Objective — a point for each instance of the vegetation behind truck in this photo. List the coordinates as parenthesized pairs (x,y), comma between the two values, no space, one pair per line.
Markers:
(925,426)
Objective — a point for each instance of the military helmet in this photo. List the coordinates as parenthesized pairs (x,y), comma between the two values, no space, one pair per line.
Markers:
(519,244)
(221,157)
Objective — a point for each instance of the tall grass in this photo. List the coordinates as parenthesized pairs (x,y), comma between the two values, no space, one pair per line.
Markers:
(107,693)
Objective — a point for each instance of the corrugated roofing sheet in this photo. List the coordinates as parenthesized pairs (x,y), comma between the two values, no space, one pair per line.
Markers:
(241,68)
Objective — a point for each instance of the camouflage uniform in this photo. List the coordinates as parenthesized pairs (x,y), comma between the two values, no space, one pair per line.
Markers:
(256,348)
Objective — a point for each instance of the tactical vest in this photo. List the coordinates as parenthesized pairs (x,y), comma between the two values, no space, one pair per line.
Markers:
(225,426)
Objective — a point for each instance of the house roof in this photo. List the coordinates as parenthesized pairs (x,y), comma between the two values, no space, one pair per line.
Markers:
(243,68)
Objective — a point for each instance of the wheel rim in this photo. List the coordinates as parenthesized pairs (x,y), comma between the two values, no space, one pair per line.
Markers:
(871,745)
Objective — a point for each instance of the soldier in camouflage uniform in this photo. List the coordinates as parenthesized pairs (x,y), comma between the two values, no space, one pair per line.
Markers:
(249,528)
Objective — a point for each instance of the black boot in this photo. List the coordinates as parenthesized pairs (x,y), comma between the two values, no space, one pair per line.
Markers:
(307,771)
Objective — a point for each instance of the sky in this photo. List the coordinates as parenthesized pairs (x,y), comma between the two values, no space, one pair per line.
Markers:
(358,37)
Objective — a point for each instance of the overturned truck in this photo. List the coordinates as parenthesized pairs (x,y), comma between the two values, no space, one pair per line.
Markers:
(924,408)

_____

### [Task]
Extract the full listing and reproduce each line exactly.

### [Right answer]
Objective — a point for each instance of the vegetation behind truck in this photo. List the coordinates as parenthesized pairs (x,y), comma between the two values, no space, one pair per line.
Markers:
(925,426)
Objective — a point for each instance of the military helmet in this photo. List the coordinates as parenthesized pairs (x,y), comma between the two values, no space, one pair per line.
Markers:
(519,244)
(221,157)
Objective — a point for each instance of the tall grass in this photo. List the coordinates as parenthesized pairs (x,y), comma between the two values, no space, one pair per line.
Markers:
(107,693)
Objective — a point for each instance of the corrugated roofing sheet in this photo. List the coordinates as parenthesized pairs (x,y), comma between the two values, no space, one pair per line.
Markers:
(241,68)
Objective — a point for each instance of the camouflage uniform in this photo. List the coordinates as parenthesized pairs (x,y), comma between the two values, no space, one pair per line.
Markers:
(256,348)
Objective — a point for each instance of the tactical vest in this photo. List the coordinates as parenthesized pairs (x,y), comma between the two values, no space, one pair per line.
Markers:
(225,426)
Objective — a point for each instance of the house roof in this photo. List the coordinates as parenthesized pairs (x,y), comma between the two values, no space, one pair per line.
Markers:
(243,68)
Objective — a point for each instance of the wheel rim in this photo. List the coordinates as parenthesized pairs (x,y), comma between the two values, no space, one pair per line.
Markers:
(871,745)
Objective — a point for each instance of the soldier in camouflage uniform in this photo. List the coordinates as parenthesized pairs (x,y), comma between the two values, no space, one pair per line.
Markers:
(249,528)
Objective — a point for each instance of the black boot in this photo. List the coordinates as parenthesized pairs (x,y), comma between the two values, no space, one pair per line.
Markers:
(307,771)
Objective — a point for each instance of the sky in this photo. List the coordinates as parenthesized pairs (x,y), comma between the two values, no space, one pair per line.
Markers:
(358,37)
Objective — a point for each instance of the overturned truck in this photo. List the coordinates as parenthesized pairs (x,y), comma between the two values, no space, one pair per line.
Markers:
(924,408)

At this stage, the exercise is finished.